- [Text shown]
--*--
We’re going to begin by doing some very basic plots and data processing using base R tools, and then show how to do them better, faster, and more visually attractive with tidyverse tools.
As always to begin we must load some libraries we will be using. If we do not load them, R will not be able to find the functions contained in these libraries (unless we use the “::” format). Right now we’re just using a few packages.
We also set up some defaults here. We want to see the commands we are
issuing in our output, because this is for learning purposes. If we were
writing a paper, we would not want to see the commands, so we would set
echo = FALSE
.
ggplot2
The quickest, but not necessarily the most efficient way to start, is
by using the plot
function from base R.
Notice how R Markdown manages the output when printing an entire
dataset. If you executed this in the console, it would print all 1,704
rows, which is usually undesirable. In such cases, you might prefer
using the head()
function to display only the first few
rows.
head(gapminder,n=20)
## # A tibble: 20 × 6
## country continent year lifeExp pop gdpPercap
## <fct> <fct> <int> <dbl> <int> <dbl>
## 1 Afghanistan Asia 1952 28.8 8425333 779.
## 2 Afghanistan Asia 1957 30.3 9240934 821.
## 3 Afghanistan Asia 1962 32.0 10267083 853.
## 4 Afghanistan Asia 1967 34.0 11537966 836.
## 5 Afghanistan Asia 1972 36.1 13079460 740.
## 6 Afghanistan Asia 1977 38.4 14880372 786.
## 7 Afghanistan Asia 1982 39.9 12881816 978.
## 8 Afghanistan Asia 1987 40.8 13867957 852.
## 9 Afghanistan Asia 1992 41.7 16317921 649.
## 10 Afghanistan Asia 1997 41.8 22227415 635.
## 11 Afghanistan Asia 2002 42.1 25268405 727.
## 12 Afghanistan Asia 2007 43.8 31889923 975.
## 13 Albania Europe 1952 55.2 1282697 1601.
## 14 Albania Europe 1957 59.3 1476505 1942.
## 15 Albania Europe 1962 64.8 1728137 2313.
## 16 Albania Europe 1967 66.2 1984060 2760.
## 17 Albania Europe 1972 67.7 2263554 3313.
## 18 Albania Europe 1977 68.9 2509048 3533.
## 19 Albania Europe 1982 70.4 2780097 3631.
## 20 Albania Europe 1987 72 3075321 3739.
Let’s use base R plots now. We access individual variables from the main data frame.
plot(gapminder$gdpPercap,gapminder$lifeExp)
It works, but there are several drawbacks: 1) the default settings are often odd (like using scientific notation), 2) the axis labels and titles are unusual, 3) the appearance is quite unattractive, and 4) customizing it requires remembering a complex list of commands.
Now, let’s try creating a histogram.
hist(iris$Sepal.Length, breaks = 10)
It’s adequate, but far from perfect. The default settings are subpar,
and the appearance leaves much to be desired. The default x-axis and
title even include strange $
signs.
ggplot2
Let’s quickly switch to ggplot2
. We’ll begin with
qplot
, which allows us to create a much more visually
appealing plot compared to base R graphics.
--*--
- [Rows]
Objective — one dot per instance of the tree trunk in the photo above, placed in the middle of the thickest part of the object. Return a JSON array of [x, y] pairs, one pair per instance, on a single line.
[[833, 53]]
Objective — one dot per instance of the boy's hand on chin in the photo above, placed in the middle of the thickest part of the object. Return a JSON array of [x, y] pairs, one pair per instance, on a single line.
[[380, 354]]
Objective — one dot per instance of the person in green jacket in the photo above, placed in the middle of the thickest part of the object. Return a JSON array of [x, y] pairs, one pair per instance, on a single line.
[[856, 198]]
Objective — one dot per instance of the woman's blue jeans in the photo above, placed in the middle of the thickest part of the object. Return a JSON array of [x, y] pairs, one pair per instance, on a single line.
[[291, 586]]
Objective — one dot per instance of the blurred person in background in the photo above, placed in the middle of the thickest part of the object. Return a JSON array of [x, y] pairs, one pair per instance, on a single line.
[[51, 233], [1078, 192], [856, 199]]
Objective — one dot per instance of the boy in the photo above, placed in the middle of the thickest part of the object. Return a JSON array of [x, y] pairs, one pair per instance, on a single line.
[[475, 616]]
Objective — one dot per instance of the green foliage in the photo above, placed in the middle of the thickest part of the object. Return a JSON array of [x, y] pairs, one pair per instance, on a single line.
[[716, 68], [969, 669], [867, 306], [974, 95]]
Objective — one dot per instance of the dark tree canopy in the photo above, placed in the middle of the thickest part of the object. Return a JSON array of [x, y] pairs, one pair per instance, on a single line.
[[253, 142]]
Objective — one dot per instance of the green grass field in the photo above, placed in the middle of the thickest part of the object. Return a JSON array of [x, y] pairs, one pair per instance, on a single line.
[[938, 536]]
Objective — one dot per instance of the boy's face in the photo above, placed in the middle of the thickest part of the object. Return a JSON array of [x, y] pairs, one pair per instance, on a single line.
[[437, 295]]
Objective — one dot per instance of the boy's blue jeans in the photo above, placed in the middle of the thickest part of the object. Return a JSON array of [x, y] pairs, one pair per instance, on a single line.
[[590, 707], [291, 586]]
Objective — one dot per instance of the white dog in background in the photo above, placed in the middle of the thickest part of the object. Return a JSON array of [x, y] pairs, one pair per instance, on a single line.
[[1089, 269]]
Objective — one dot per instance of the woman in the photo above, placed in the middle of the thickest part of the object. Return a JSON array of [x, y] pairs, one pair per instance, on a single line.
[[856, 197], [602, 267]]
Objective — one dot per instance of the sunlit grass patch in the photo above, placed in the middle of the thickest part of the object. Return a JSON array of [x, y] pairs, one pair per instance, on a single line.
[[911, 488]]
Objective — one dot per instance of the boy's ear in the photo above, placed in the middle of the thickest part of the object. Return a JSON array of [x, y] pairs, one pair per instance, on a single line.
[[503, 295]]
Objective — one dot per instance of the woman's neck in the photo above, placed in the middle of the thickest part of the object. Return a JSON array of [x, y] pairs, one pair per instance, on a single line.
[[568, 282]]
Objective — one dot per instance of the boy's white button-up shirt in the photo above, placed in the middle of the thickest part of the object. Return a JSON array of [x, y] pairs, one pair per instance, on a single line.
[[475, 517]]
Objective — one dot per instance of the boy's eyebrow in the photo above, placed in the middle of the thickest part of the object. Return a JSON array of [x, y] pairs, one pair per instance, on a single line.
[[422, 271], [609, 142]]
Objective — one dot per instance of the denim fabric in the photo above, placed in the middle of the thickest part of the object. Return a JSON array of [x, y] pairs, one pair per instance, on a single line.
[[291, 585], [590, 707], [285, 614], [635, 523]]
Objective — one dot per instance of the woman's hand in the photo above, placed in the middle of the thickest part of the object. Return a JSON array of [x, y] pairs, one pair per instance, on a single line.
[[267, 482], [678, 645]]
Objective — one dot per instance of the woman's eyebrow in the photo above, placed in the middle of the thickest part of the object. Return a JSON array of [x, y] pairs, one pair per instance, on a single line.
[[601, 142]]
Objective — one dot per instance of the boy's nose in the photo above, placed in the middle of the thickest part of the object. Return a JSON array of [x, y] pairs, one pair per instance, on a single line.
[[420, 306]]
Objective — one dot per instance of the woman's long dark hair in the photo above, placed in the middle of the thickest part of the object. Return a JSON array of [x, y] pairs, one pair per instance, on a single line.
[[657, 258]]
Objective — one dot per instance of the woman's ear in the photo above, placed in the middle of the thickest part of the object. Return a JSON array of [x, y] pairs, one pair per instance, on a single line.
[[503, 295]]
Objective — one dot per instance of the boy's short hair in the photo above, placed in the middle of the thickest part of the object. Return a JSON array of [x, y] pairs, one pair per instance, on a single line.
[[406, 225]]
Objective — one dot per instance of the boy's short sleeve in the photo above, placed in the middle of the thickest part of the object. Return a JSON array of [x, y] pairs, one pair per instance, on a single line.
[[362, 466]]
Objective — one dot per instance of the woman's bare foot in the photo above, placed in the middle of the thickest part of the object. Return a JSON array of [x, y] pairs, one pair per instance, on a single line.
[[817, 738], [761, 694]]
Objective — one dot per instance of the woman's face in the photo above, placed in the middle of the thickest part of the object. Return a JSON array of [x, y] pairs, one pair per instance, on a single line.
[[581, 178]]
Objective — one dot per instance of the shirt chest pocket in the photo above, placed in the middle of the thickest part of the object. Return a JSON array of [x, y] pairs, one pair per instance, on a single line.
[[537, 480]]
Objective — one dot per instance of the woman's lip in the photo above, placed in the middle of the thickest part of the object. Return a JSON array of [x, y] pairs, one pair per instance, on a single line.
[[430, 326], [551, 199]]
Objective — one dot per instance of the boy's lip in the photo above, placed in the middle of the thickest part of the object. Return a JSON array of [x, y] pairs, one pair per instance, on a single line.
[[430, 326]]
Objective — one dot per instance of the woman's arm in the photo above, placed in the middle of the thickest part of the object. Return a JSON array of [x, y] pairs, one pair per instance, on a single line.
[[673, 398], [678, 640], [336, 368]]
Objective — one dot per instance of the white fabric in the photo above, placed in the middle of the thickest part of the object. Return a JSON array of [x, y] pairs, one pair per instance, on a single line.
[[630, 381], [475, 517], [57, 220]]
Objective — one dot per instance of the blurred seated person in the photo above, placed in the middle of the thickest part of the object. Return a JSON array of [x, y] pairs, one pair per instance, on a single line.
--*--
- [Task list]
1. In the R plotting tutorial, how many rows would be printed if the entire dataset were shown in the console?
2. Reproduce the part of the R plotting tutorial starting at "function to display" and ending at "30.3 9240934 821.".

- [Results for the exercise]
1. All 1,704 rows.

2.
function to display only the first few
rows.
head(gapminder,n=20)
## # A tibble: 20 × 6
## country continent year lifeExp pop gdpPercap
## <fct> <fct> <int> <dbl> <int> <dbl>
## 1 Afghanistan Asia 1952 28.8 8425333 779.
## 2 Afghanistan Asia 1957 30.3 9240934 821.